-- WORK TO BE COMPLETED --
Please repeat every entry, keeping each one exactly the same.

***** SUPPLIED ENTRIES

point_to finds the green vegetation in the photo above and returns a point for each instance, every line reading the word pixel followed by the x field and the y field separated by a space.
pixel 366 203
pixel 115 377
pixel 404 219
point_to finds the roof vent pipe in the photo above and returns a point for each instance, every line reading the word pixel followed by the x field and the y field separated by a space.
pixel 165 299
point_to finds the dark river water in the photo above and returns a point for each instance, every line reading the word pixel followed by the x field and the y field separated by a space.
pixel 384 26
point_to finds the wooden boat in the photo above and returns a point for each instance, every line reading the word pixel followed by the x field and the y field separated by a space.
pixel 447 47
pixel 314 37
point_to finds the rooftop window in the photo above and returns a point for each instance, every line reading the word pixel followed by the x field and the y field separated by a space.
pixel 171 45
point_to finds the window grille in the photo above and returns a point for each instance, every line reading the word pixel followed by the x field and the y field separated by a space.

**********

-- RESULT OF THE EXERCISE --
point_to finds the green vegetation in the photo above and returns a point for each instance, every line reading the word pixel followed by the x field and the y field separated by a space.
pixel 366 203
pixel 115 377
pixel 404 219
point_to finds the roof vent pipe in the photo above and returns a point for each instance, every line reading the word pixel followed by the x field and the y field separated by a space.
pixel 165 299
point_to finds the dark river water in the photo above and returns a point for each instance, every line reading the word pixel followed by the x field and the y field separated by a space.
pixel 384 26
point_to finds the wooden boat in the photo above and returns a point for each instance, every line reading the word pixel followed by the x field and the y field separated by a space.
pixel 447 47
pixel 314 37
point_to finds the rooftop window in the photo above and returns a point for each instance, every line reading the word pixel followed by the x field and the y field separated by a space.
pixel 171 45
point_to finds the window grille in the photo above and returns a point for each instance, every line reading the word pixel followed by the x field and the y field separated by a space.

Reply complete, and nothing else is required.